__WORK INSTRUCTION__
Return the records below from the line containing "fin with a single marker." onward, exactly, through and including the last line.

+--

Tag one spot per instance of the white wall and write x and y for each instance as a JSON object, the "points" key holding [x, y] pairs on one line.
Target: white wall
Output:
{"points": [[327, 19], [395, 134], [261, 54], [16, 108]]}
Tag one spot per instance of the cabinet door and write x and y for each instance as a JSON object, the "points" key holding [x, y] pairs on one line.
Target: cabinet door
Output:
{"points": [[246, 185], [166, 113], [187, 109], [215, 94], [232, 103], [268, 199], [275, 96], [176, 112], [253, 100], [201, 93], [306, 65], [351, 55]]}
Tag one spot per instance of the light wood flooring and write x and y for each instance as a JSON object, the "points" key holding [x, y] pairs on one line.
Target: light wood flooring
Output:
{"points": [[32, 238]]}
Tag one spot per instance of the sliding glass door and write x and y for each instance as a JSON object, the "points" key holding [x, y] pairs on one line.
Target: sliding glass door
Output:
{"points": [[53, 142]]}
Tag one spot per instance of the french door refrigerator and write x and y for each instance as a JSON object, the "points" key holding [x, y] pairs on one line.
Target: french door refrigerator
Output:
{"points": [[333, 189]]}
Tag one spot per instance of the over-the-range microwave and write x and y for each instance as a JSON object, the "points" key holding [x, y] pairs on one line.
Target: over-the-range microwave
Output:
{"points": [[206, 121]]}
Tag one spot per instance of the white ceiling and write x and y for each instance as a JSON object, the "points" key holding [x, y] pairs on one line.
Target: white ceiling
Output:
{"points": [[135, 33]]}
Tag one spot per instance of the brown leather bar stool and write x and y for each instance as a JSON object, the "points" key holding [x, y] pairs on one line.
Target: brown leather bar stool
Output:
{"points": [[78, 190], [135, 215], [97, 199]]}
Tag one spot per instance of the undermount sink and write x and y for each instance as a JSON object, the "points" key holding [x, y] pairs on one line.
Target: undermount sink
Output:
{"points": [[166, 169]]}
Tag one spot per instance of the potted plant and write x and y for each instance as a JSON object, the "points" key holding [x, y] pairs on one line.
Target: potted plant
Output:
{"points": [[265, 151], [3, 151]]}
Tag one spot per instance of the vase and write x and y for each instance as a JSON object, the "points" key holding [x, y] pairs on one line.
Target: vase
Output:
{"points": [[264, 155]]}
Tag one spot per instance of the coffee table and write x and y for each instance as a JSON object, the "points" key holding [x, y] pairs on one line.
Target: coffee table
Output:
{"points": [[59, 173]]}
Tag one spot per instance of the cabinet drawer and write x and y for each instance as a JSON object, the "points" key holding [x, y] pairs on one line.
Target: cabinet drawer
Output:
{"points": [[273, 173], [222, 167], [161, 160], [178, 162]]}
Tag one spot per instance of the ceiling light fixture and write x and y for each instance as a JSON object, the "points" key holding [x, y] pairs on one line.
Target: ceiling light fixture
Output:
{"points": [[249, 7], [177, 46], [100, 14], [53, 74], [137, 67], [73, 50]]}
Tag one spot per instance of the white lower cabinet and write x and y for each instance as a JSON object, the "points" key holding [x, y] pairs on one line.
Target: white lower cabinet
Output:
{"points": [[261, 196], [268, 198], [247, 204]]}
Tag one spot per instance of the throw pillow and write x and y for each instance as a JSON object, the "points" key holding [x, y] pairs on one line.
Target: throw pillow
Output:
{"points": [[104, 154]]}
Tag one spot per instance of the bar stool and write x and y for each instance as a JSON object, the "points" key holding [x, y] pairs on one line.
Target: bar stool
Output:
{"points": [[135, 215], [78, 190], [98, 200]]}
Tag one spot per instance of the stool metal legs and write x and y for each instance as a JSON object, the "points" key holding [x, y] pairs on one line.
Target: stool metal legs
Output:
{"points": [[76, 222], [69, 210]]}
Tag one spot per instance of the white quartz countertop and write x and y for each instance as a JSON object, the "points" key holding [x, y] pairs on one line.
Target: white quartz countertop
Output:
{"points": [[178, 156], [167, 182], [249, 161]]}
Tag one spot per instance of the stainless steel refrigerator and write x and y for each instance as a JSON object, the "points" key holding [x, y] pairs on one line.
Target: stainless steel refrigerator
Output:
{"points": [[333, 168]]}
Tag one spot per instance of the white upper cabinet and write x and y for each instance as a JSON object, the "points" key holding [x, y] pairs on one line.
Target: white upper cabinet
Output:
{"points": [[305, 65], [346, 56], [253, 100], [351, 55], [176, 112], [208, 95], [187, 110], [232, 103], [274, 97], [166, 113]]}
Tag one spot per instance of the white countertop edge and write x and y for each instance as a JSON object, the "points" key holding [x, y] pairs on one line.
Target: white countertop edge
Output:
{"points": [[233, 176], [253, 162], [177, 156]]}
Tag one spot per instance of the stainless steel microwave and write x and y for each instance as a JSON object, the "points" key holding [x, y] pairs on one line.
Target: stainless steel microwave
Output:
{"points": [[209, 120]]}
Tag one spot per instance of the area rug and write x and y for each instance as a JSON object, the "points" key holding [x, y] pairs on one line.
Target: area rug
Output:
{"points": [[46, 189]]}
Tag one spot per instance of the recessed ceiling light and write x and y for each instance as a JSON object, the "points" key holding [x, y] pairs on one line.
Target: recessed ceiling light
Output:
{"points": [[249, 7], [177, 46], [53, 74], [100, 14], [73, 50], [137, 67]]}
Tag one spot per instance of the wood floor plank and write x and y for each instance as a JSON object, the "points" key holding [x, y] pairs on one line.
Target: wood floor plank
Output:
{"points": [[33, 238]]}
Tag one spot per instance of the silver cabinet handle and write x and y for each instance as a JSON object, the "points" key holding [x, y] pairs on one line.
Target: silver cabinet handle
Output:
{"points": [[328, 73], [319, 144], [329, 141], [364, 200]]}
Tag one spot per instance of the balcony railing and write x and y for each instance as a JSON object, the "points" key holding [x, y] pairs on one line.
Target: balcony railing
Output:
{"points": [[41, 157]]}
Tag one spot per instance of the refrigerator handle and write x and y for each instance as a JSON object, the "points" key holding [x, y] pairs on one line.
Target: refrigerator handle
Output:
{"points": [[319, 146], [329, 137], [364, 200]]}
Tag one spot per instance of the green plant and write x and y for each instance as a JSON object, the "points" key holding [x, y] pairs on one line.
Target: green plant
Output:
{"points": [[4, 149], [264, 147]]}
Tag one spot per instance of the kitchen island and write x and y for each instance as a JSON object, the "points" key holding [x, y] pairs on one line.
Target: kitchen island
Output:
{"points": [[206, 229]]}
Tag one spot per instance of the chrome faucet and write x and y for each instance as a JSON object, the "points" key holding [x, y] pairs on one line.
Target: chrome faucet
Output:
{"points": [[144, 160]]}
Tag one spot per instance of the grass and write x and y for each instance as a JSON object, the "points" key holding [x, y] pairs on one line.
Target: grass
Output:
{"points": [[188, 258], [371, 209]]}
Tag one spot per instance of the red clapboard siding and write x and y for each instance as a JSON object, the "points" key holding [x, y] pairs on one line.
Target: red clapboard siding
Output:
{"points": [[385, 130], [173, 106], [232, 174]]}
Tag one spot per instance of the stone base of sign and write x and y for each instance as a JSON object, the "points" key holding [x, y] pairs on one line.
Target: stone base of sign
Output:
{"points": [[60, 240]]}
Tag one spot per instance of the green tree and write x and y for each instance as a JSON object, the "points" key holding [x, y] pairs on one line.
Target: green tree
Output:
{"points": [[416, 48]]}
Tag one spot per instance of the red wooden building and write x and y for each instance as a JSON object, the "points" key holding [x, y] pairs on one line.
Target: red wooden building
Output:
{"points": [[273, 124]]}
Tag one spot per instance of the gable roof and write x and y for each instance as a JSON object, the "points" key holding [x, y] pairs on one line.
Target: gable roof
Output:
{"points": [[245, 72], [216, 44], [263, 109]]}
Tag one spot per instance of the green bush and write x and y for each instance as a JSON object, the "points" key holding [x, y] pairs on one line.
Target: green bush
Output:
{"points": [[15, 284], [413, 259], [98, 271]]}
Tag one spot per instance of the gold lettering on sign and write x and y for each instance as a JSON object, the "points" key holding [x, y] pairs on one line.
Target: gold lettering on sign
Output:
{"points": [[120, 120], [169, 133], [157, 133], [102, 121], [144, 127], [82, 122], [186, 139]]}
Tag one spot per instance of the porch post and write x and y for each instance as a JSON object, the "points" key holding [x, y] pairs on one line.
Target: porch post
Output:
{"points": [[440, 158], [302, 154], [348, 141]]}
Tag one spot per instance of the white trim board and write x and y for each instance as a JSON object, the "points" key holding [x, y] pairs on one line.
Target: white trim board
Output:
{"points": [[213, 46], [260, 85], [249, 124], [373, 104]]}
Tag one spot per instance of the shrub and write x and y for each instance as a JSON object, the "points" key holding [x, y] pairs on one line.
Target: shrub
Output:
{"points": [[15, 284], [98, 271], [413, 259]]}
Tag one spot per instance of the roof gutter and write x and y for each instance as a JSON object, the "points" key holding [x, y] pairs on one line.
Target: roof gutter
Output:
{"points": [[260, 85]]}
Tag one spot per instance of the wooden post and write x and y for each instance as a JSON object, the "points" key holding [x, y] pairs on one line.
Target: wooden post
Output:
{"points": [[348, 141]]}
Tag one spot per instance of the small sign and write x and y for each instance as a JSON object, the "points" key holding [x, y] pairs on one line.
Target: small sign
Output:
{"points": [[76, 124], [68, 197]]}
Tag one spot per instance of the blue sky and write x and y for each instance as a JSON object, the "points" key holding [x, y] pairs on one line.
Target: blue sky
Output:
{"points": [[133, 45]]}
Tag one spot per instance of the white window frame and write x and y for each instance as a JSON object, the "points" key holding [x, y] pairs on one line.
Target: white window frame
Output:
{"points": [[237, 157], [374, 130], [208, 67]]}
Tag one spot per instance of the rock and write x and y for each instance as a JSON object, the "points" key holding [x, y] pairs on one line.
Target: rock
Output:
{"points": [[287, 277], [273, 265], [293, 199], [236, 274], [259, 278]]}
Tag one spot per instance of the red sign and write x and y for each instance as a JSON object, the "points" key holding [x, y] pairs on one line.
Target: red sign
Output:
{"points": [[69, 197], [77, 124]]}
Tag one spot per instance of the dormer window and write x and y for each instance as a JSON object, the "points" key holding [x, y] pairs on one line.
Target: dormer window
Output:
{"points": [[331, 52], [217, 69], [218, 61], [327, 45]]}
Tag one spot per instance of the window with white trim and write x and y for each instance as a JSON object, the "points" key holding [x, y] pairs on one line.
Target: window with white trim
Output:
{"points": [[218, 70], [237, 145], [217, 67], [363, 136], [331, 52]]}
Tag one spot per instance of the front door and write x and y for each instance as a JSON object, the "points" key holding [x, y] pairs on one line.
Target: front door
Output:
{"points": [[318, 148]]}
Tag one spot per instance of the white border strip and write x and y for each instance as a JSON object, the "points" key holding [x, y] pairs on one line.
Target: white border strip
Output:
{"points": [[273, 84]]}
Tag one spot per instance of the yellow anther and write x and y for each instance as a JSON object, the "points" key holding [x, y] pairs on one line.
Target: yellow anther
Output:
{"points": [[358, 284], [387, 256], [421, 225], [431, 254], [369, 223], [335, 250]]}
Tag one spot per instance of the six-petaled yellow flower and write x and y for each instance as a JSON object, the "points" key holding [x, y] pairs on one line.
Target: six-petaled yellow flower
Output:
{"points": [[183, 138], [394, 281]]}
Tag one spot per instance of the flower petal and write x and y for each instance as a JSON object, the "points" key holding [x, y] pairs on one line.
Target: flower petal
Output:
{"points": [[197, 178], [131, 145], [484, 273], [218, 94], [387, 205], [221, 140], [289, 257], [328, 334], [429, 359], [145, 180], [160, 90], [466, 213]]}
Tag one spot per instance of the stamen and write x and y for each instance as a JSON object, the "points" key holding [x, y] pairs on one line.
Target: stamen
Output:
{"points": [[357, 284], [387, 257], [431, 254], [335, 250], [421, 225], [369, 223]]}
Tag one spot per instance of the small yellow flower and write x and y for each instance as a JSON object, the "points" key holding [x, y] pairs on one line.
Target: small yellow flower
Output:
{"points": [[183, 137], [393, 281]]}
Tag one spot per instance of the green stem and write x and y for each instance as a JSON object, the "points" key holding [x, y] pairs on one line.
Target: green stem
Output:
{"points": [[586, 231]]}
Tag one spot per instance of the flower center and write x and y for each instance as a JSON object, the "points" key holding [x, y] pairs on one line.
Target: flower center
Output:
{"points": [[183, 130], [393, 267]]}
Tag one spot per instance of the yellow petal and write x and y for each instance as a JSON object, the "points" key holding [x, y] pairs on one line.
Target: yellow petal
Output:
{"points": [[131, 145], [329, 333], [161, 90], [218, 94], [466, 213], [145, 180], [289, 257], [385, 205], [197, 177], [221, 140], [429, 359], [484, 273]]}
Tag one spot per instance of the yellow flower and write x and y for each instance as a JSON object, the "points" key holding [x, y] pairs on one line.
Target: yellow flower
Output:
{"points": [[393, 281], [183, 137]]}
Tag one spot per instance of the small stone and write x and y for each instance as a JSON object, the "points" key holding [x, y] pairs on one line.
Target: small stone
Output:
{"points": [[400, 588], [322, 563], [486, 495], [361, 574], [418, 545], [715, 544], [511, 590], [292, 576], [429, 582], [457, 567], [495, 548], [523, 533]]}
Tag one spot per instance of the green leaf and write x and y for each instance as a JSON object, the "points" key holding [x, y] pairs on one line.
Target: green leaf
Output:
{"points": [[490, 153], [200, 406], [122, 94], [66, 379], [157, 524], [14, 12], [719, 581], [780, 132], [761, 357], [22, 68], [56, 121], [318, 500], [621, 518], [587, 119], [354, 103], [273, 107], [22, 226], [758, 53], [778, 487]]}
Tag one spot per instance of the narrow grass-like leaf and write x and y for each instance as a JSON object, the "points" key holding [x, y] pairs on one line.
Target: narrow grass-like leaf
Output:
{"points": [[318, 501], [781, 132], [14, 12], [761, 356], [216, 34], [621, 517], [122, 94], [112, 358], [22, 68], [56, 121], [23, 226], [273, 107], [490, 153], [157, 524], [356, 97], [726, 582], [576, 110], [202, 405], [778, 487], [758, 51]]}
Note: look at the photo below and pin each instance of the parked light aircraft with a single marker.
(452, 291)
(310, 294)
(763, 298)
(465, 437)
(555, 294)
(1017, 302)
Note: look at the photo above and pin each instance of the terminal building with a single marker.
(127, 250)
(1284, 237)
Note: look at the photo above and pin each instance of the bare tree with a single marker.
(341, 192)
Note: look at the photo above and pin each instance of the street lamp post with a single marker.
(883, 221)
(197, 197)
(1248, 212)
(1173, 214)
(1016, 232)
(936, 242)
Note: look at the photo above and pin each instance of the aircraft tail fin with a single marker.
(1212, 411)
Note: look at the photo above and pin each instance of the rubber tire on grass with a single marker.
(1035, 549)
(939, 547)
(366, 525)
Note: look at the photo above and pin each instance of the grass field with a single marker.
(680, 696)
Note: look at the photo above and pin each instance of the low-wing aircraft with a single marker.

+--

__ANSWER SECTION__
Note: look at the photo above and pin each instance of the aircraft tail fin with a single marker.
(1212, 411)
Note: look at the photo above and pin each instance of the rubber tire on grass with a single marker.
(1035, 549)
(939, 547)
(366, 525)
Note: look at the photo above and pin each instance of the grass field with a single marker.
(680, 696)
Note: look at the photo above and pin each instance of the low-wing aircraft with a single marker.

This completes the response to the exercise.